▸ **Task**:
Quote each line of the material verbatim, without the pictures.

** Dataset extract follows **

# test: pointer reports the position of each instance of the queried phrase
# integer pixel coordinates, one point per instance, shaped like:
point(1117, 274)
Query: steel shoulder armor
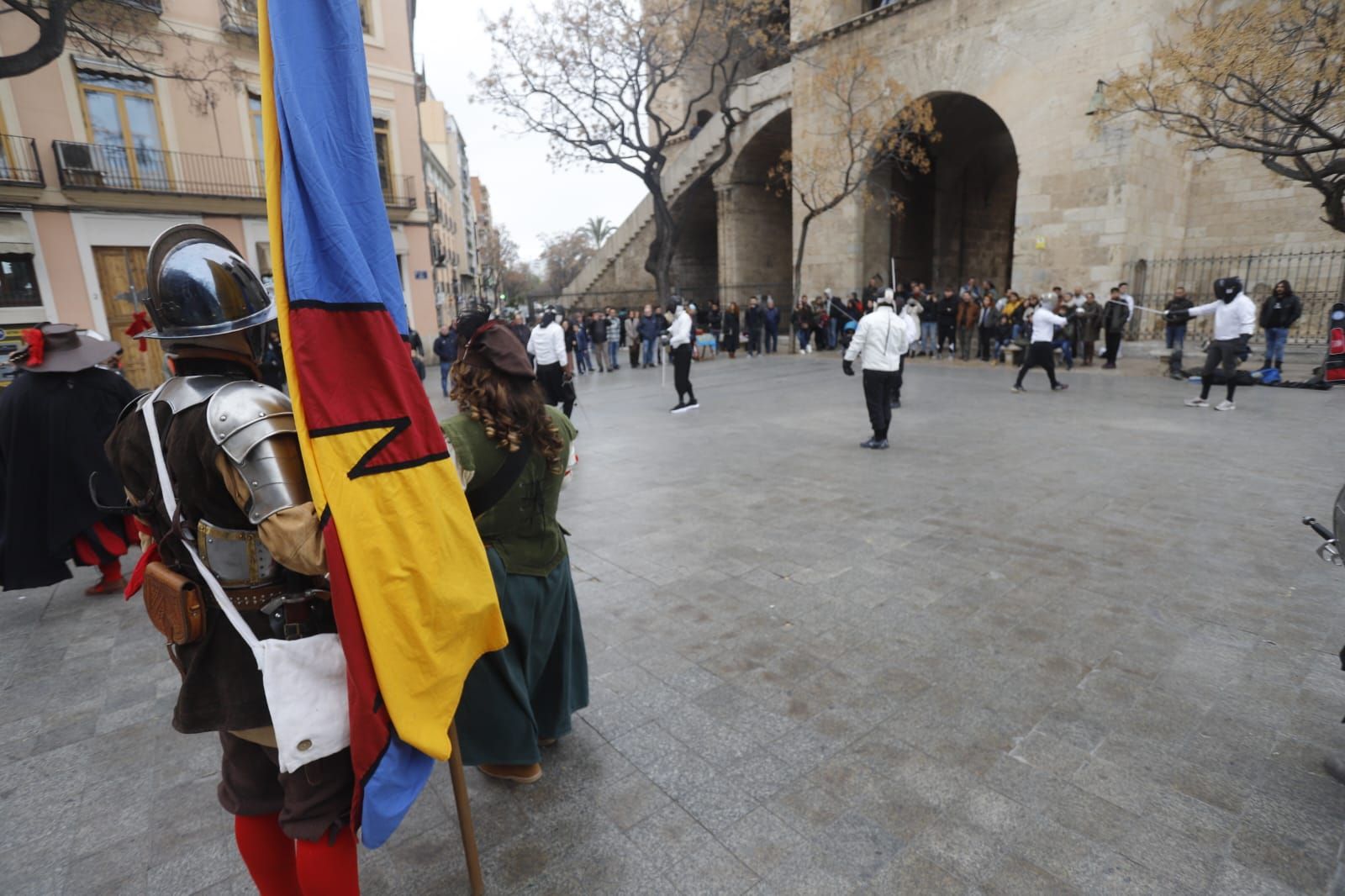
point(246, 420)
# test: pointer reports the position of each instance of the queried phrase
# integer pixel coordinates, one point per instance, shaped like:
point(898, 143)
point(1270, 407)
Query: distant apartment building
point(488, 240)
point(444, 140)
point(443, 212)
point(98, 159)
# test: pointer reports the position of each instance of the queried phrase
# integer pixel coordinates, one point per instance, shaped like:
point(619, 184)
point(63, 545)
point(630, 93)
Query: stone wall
point(1089, 201)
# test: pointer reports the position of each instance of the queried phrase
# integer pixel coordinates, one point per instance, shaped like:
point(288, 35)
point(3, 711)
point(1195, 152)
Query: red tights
point(284, 867)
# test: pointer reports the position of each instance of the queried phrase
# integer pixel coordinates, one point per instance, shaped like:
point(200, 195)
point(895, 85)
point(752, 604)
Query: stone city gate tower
point(1022, 190)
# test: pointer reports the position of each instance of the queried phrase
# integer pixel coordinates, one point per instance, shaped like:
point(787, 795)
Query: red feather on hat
point(140, 323)
point(37, 346)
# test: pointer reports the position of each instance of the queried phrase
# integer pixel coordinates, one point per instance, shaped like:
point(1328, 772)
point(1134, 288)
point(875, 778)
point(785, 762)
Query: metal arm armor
point(245, 420)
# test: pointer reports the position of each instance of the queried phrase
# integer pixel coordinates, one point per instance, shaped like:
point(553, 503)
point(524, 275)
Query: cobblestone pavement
point(1048, 643)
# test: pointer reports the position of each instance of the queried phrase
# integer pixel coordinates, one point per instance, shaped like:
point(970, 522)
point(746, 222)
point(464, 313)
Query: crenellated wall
point(1060, 202)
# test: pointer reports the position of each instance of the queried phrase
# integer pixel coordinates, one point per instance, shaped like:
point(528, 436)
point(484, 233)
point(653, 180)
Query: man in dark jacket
point(649, 329)
point(446, 349)
point(596, 326)
point(1116, 314)
point(755, 322)
point(521, 329)
point(60, 499)
point(773, 326)
point(1176, 333)
point(614, 340)
point(1278, 314)
point(946, 314)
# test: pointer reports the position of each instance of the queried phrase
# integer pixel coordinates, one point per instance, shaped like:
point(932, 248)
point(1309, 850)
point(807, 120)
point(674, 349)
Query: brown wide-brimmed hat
point(494, 346)
point(61, 349)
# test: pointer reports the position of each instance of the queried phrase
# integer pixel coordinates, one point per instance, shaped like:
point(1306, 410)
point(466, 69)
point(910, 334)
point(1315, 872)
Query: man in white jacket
point(546, 345)
point(1235, 322)
point(880, 340)
point(681, 335)
point(1042, 353)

** End of Dataset extract **

▸ **Task output**:
# test: pointer reports the position of each instance of the queried phrase
# integer pixel coordinates, one point per instance, shaped like:
point(1117, 274)
Query: steel shoulder armor
point(246, 420)
# test: pointer reports the position of each instance of the queried phrase
# integer pixel coordinates, one point per instance, shaped like:
point(898, 143)
point(1270, 407)
Query: distant apartment building
point(488, 240)
point(444, 140)
point(443, 212)
point(98, 159)
# test: pointer reports the position of each instance of the queried phrase
# integer pixel coordinates, one point per instance, shaped like:
point(619, 184)
point(63, 545)
point(630, 93)
Query: stone wall
point(1089, 201)
# test: pointer reports the position of each instance of the queried phrase
# integer pixel coordinates, one point per instance, shaped like:
point(288, 35)
point(3, 711)
point(1195, 152)
Query: red tights
point(284, 867)
# test: pointer reports the position of each instance of the queried phrase
# integer pixel coordinates, one point per instance, shaped like:
point(200, 195)
point(895, 85)
point(752, 604)
Query: stone city gate tower
point(1022, 190)
# test: pointer reports the position of each instance of the queried phrase
# integer pixel coordinates, one point per instance, shaped like:
point(787, 795)
Query: red feather on hat
point(140, 323)
point(37, 346)
# test: pointer reports the position of each instance of the queried phrase
# integer pixel coordinates, one point per instance, shaped like:
point(1328, 772)
point(1134, 288)
point(875, 778)
point(785, 762)
Query: metal arm armor
point(245, 420)
# test: pointer reports the position of each instance of the queried phrase
# integer pixel coordinates, one point per instance, shaped like:
point(553, 503)
point(524, 275)
Query: cobblestone pavement
point(1048, 643)
# test: pointer reports the position of each instance of the queried phrase
# integer pixel coordinates, one point per instance, shaped like:
point(970, 522)
point(746, 222)
point(464, 313)
Query: crenellated wall
point(1060, 202)
# test: pointer reports the position of each instance of the queried phrase
# integer pixel coordinates, one point per instance, shaped like:
point(528, 436)
point(484, 233)
point(653, 180)
Query: man in dark jacket
point(649, 329)
point(446, 349)
point(596, 326)
point(1116, 314)
point(755, 322)
point(521, 329)
point(60, 499)
point(773, 326)
point(1176, 333)
point(614, 340)
point(1278, 314)
point(946, 314)
# test: pointer reports the position of each instance of the queried phrase
# integer pixel coordinates, one point per instance, shaped like:
point(932, 248)
point(1309, 850)
point(807, 120)
point(674, 349)
Query: brown wide-brimmed hat
point(494, 346)
point(61, 349)
# test: pointer reports the position of each instance of the queried phrase
# integer pixel coordinates, one point per instance, shaped like:
point(1306, 410)
point(466, 69)
point(910, 334)
point(1315, 872)
Query: man in white jacket
point(546, 345)
point(1235, 322)
point(880, 340)
point(681, 335)
point(1042, 353)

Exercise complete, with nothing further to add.